(Items from a data source)

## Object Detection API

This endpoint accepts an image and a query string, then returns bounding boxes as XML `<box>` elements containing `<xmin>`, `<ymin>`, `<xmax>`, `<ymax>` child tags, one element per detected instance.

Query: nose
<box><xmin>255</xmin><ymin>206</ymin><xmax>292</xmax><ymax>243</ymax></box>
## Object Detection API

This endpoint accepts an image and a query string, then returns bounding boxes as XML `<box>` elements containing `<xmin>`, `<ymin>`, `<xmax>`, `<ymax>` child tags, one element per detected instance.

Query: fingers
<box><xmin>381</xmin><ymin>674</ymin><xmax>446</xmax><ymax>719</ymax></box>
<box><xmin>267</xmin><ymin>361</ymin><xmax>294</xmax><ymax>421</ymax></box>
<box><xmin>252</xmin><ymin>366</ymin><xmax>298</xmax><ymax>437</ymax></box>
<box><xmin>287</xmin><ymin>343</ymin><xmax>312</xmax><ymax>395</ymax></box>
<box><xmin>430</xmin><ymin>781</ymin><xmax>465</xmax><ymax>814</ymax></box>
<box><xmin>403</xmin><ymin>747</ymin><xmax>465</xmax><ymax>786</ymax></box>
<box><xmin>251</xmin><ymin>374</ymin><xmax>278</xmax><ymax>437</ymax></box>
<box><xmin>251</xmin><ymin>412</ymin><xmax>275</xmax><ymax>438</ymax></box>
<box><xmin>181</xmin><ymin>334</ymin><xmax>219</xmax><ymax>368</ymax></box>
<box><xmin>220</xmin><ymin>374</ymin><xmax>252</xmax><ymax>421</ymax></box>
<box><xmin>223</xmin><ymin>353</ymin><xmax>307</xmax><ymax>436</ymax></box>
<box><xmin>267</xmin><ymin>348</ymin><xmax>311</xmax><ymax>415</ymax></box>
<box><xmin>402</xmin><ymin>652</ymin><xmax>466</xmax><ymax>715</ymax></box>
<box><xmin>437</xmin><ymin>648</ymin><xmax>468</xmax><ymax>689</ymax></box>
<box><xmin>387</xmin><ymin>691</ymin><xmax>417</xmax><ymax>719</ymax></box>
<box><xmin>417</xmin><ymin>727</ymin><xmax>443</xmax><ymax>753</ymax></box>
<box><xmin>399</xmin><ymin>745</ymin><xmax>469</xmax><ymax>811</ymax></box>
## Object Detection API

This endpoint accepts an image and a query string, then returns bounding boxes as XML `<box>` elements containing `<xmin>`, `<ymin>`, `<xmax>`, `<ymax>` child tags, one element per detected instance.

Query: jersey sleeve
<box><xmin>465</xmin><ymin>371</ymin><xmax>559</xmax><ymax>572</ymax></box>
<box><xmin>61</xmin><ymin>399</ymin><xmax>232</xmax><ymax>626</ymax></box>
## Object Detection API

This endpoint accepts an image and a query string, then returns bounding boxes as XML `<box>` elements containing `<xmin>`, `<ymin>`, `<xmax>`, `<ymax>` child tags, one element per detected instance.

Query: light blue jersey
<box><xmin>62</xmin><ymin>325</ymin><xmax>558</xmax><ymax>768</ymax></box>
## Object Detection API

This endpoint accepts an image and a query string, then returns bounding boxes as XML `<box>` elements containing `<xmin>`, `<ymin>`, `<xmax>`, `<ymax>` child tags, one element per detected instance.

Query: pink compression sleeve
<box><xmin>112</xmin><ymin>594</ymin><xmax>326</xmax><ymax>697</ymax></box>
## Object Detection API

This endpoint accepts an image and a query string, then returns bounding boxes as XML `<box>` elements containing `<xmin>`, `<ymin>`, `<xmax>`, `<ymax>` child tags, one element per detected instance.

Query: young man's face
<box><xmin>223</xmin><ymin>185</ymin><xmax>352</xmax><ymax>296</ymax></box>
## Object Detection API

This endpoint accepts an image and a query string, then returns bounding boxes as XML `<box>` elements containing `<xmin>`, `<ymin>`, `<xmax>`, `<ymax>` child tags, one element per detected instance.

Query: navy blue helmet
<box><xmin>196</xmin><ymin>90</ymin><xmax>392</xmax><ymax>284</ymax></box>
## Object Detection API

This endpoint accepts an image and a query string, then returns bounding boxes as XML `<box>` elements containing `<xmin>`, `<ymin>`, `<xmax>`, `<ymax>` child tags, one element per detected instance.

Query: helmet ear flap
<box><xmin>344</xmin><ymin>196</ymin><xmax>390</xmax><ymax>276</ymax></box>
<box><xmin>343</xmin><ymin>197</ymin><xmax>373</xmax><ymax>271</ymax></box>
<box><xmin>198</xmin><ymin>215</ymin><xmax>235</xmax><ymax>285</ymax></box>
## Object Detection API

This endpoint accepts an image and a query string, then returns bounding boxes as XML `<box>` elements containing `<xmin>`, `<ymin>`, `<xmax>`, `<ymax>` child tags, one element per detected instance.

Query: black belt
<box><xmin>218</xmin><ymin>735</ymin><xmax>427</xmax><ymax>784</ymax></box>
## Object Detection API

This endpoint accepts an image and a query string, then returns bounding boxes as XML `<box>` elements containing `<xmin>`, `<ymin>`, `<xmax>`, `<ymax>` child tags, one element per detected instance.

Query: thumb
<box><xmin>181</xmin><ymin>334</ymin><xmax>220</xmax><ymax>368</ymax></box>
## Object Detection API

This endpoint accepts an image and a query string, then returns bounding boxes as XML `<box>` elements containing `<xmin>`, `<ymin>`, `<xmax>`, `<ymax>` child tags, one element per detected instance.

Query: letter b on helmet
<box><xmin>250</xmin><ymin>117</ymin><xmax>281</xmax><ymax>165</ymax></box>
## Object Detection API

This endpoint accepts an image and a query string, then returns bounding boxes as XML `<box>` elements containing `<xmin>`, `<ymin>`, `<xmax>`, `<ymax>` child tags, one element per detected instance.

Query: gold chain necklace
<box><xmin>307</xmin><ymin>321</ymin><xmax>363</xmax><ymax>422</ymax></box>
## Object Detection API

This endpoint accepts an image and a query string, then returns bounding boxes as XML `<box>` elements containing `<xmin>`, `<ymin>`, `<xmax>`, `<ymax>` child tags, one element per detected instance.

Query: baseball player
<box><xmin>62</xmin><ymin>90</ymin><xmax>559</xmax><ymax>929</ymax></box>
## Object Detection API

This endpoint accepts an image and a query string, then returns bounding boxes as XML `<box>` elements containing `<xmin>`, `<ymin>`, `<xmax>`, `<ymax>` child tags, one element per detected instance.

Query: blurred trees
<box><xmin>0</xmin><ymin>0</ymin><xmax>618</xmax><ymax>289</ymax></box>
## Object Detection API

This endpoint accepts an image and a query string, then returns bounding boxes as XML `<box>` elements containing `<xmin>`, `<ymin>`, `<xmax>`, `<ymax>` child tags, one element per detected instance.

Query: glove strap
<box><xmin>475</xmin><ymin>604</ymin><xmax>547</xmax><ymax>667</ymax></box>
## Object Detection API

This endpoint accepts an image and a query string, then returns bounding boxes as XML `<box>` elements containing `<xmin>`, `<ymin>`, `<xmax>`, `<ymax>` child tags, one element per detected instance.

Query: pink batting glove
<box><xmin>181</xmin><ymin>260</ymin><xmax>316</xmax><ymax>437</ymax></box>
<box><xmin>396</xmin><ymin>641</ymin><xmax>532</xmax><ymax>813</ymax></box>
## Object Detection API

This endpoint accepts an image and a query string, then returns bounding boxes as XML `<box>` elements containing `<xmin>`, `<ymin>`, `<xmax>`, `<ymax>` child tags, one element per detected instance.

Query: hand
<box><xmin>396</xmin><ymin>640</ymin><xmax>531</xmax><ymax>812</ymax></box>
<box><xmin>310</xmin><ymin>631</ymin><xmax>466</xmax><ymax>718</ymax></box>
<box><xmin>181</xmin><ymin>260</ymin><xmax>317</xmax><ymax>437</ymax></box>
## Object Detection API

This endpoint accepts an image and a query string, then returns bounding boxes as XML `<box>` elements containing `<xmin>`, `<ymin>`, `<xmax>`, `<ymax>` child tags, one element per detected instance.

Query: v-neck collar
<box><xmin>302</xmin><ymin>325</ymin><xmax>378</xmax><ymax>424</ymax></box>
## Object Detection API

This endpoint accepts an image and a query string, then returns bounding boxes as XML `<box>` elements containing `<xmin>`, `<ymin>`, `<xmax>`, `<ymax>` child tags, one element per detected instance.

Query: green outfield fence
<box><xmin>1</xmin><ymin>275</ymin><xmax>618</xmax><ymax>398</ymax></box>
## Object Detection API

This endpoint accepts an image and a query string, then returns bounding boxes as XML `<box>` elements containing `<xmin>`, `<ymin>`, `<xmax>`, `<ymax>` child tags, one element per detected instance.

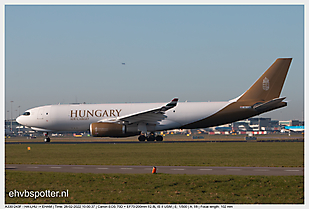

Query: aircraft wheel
<box><xmin>147</xmin><ymin>134</ymin><xmax>155</xmax><ymax>141</ymax></box>
<box><xmin>138</xmin><ymin>135</ymin><xmax>146</xmax><ymax>141</ymax></box>
<box><xmin>44</xmin><ymin>137</ymin><xmax>50</xmax><ymax>143</ymax></box>
<box><xmin>155</xmin><ymin>135</ymin><xmax>163</xmax><ymax>141</ymax></box>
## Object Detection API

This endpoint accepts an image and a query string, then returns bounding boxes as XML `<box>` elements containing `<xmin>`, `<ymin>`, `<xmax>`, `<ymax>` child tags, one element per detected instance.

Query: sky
<box><xmin>4</xmin><ymin>4</ymin><xmax>304</xmax><ymax>121</ymax></box>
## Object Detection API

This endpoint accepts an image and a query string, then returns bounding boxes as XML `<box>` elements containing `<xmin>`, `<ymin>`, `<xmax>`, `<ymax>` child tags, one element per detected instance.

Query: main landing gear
<box><xmin>138</xmin><ymin>132</ymin><xmax>163</xmax><ymax>142</ymax></box>
<box><xmin>44</xmin><ymin>132</ymin><xmax>50</xmax><ymax>143</ymax></box>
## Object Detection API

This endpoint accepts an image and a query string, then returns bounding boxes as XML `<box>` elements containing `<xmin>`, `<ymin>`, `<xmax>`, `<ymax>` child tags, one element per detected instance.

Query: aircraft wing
<box><xmin>98</xmin><ymin>98</ymin><xmax>178</xmax><ymax>124</ymax></box>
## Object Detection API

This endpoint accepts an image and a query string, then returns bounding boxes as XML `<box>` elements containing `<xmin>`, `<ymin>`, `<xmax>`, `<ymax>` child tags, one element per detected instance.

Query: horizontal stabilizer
<box><xmin>253</xmin><ymin>97</ymin><xmax>286</xmax><ymax>111</ymax></box>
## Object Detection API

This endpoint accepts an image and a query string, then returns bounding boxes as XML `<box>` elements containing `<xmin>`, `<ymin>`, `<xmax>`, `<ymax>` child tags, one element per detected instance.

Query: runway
<box><xmin>6</xmin><ymin>164</ymin><xmax>303</xmax><ymax>176</ymax></box>
<box><xmin>4</xmin><ymin>137</ymin><xmax>304</xmax><ymax>145</ymax></box>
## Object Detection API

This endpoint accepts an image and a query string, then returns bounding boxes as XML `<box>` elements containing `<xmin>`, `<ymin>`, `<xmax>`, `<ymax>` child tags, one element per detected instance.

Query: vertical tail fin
<box><xmin>238</xmin><ymin>58</ymin><xmax>292</xmax><ymax>102</ymax></box>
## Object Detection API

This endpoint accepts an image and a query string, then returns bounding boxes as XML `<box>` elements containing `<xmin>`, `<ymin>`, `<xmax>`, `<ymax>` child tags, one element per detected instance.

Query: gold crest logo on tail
<box><xmin>262</xmin><ymin>77</ymin><xmax>269</xmax><ymax>91</ymax></box>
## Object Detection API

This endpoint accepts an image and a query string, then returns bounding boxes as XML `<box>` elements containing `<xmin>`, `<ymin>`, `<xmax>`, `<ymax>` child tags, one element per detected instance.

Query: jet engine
<box><xmin>90</xmin><ymin>122</ymin><xmax>139</xmax><ymax>137</ymax></box>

Task instructions: Nothing but the lines from the one that contains "Query: runway" through the last line of the entries should appear in your reply, each repeated exactly.

Solution to the exercise:
Query: runway
<box><xmin>6</xmin><ymin>164</ymin><xmax>303</xmax><ymax>176</ymax></box>
<box><xmin>4</xmin><ymin>137</ymin><xmax>304</xmax><ymax>145</ymax></box>
## Object Detection API

This endpoint accepts an image and a query string, then returns bounding boxes as XML `<box>` elements containing `<xmin>`, `<ymin>`, `<xmax>`, `<ymax>` child tags, one element per detected instance.

Query: vertical tail fin
<box><xmin>238</xmin><ymin>58</ymin><xmax>292</xmax><ymax>102</ymax></box>
## Object Detection API

This endpoint accepts an image and a query string, then returns bounding boxes as XML `<box>` elements containing `<xmin>`, `<ymin>`, `<xmax>`, `<ymax>` child tags, one element per detected instance.

Query: gold crest logo on tail
<box><xmin>262</xmin><ymin>77</ymin><xmax>269</xmax><ymax>91</ymax></box>
## Object Detection API

This endpoint accepts an image and a query string, then returns bounding boxes as XML `<box>` elements containing `<xmin>`, `<ymin>`, `<xmax>`, `<ymax>` child tags, one element per detected instance.

Query: jet engine
<box><xmin>90</xmin><ymin>122</ymin><xmax>139</xmax><ymax>137</ymax></box>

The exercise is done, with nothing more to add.